** START STORED DATA **

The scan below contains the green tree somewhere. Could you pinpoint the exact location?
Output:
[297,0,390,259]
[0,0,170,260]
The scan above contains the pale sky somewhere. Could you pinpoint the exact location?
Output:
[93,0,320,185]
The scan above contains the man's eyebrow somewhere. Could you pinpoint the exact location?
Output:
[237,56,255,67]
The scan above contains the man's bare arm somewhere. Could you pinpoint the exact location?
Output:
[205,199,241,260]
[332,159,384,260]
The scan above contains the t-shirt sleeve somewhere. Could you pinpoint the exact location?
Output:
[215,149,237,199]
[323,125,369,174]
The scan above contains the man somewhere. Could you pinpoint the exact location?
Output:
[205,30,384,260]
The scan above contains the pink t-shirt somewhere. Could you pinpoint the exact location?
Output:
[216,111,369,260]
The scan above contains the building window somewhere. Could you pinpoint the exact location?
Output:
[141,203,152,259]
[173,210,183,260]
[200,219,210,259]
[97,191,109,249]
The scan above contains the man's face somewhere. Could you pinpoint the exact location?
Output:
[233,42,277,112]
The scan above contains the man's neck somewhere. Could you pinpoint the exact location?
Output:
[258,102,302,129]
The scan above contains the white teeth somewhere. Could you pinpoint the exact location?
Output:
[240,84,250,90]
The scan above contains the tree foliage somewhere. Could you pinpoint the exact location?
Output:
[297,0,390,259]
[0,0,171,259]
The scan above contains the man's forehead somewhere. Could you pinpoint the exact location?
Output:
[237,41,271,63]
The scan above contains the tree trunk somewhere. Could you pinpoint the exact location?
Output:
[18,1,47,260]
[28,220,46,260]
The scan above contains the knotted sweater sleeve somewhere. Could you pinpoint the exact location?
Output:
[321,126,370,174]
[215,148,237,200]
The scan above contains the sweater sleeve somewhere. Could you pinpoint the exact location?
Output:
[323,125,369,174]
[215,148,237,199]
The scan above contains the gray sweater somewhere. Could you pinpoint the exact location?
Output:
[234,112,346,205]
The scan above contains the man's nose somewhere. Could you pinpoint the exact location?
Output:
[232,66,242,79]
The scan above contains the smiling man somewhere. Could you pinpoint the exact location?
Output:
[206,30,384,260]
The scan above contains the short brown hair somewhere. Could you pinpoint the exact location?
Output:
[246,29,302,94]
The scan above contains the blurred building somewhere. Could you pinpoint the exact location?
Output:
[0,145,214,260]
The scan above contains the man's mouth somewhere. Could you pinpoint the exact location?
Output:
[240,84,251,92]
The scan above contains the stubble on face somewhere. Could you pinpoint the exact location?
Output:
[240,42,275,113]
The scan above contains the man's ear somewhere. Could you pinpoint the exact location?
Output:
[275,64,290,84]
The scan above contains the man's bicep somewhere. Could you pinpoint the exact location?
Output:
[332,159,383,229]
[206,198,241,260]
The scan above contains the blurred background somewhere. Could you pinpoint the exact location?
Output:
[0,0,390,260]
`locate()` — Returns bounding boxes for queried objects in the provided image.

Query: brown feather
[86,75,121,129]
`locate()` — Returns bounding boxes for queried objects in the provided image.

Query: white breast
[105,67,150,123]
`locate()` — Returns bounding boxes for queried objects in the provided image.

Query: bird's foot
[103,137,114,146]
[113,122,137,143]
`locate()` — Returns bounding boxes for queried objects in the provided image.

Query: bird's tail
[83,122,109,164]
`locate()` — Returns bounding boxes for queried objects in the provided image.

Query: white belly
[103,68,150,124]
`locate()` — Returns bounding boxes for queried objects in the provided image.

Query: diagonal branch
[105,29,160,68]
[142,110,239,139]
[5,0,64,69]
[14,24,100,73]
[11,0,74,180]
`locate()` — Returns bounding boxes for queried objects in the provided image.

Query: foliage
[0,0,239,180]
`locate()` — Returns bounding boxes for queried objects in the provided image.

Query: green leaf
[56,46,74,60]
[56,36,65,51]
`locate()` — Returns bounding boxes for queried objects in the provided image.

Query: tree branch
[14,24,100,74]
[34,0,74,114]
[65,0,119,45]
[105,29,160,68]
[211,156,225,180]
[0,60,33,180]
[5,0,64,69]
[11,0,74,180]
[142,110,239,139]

** END STORED DATA **
** START STORED DATA **

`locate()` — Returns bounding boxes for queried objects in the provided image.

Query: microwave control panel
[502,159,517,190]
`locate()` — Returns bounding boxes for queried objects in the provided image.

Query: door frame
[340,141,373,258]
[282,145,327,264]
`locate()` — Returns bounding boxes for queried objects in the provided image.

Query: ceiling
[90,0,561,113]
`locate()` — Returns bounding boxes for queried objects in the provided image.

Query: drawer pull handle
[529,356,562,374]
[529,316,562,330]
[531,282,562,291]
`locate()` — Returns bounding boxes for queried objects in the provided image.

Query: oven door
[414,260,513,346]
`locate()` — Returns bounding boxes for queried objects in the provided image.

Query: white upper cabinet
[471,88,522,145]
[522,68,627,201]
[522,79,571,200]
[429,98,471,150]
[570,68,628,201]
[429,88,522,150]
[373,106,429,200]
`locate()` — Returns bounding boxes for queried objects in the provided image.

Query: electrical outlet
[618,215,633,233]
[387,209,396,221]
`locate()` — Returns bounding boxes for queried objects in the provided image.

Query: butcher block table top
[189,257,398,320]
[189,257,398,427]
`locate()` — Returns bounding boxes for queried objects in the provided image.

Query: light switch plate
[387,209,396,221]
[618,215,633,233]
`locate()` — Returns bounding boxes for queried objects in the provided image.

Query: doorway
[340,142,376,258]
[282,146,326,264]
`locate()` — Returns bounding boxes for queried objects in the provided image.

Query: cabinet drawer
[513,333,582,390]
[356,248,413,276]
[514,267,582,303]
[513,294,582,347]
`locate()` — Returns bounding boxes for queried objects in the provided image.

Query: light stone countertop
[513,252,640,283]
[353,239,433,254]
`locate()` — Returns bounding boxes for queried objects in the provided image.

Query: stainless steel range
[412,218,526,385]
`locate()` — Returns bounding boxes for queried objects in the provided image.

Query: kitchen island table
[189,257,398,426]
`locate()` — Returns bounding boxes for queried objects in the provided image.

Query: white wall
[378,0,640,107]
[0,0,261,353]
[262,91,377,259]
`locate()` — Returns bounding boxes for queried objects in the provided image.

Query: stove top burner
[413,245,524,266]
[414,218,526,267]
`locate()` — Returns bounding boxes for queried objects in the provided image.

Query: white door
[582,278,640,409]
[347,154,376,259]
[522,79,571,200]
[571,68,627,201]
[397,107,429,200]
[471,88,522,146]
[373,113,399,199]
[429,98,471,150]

** END STORED DATA **

- GOAL -
Rewrite the entries from the line that has "The scan below" through the line that has "[332,159,384,260]", both included, keeping the requests as they are but multiplying every box coordinate in the answers by 1.7 and rounding to whole numbers, with halves going up. Give back only those lines.

- TASK SOLUTION -
The scan below contains the green tree somewhere. Could you pinpoint the exact location?
Output:
[505,0,663,440]
[0,0,289,442]
The scan above contains the pale sky somewhere. Could you pinpoint the exact location?
Output:
[158,0,544,315]
The scan above contains the man's eyebrow somewhere. Could you pinpoint the exact location?
Output:
[403,95,434,114]
The scan above contains the man's bare arm somewhere. Could you pinpoint the exact location?
Output:
[349,338,410,442]
[564,270,653,442]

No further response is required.